[Task statement]
Rewrite the records below, replacing "positive clicks" with "foreground clicks" everywhere and keeping everything else the same. Leave out the pictures.

[Source material]

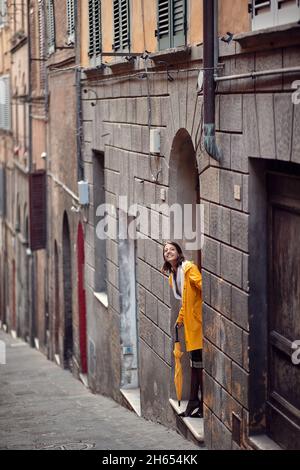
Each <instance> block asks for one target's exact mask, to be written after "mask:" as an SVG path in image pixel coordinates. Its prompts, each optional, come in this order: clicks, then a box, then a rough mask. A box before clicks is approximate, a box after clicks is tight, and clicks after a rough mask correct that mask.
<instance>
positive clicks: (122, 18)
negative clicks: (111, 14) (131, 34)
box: [113, 0, 130, 51]
mask: <svg viewBox="0 0 300 470" xmlns="http://www.w3.org/2000/svg"><path fill="white" fill-rule="evenodd" d="M129 46H130V23H129V0H114V45H113V48H114V50H115V51H118V50H125V49H129Z"/></svg>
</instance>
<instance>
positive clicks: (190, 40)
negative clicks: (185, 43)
mask: <svg viewBox="0 0 300 470" xmlns="http://www.w3.org/2000/svg"><path fill="white" fill-rule="evenodd" d="M187 8H188V10H187V15H188V16H187V21H188V30H187V43H188V44H191V45H193V46H194V45H196V44H201V43H202V42H203V27H202V25H203V0H189V2H188V7H187Z"/></svg>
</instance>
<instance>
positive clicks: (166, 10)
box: [157, 0, 186, 50]
mask: <svg viewBox="0 0 300 470" xmlns="http://www.w3.org/2000/svg"><path fill="white" fill-rule="evenodd" d="M157 37H158V41H159V49H160V50H163V49H168V48H172V47H179V46H184V45H185V40H186V0H158V24H157Z"/></svg>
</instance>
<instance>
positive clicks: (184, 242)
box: [169, 129, 201, 267]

[Response box]
Each <instance> block asks for one target's exact mask, to be written after "mask:" as an SVG path in image pixel coordinates. Its prompts, each optional, come in this order: clicks, then a box, then a rough mask. A box before clicks is approximate, a box after clicks is tight, and clicks after a rough mask correct that mask.
<instance>
foreground clicks: (122, 18)
negative clicks: (111, 14) (131, 34)
box: [113, 0, 130, 51]
mask: <svg viewBox="0 0 300 470" xmlns="http://www.w3.org/2000/svg"><path fill="white" fill-rule="evenodd" d="M129 46H130V23H129V0H114V45H113V48H114V50H115V51H118V50H125V49H129Z"/></svg>
</instance>
<instance>
foreground clicks: (190, 40)
negative clicks: (185, 43)
mask: <svg viewBox="0 0 300 470" xmlns="http://www.w3.org/2000/svg"><path fill="white" fill-rule="evenodd" d="M187 8H188V10H187V15H188V16H187V21H188V30H187V43H188V44H191V45H193V46H194V45H196V44H201V43H202V42H203V27H202V25H203V0H189V2H188V7H187Z"/></svg>
</instance>
<instance>
foreground clicks: (166, 10)
box: [157, 0, 186, 50]
mask: <svg viewBox="0 0 300 470" xmlns="http://www.w3.org/2000/svg"><path fill="white" fill-rule="evenodd" d="M157 37H158V41H159V49H160V50H163V49H168V48H172V47H179V46H184V45H185V40H186V0H158V24H157Z"/></svg>
</instance>
<instance>
foreground clicks: (184, 242)
box: [169, 129, 201, 267]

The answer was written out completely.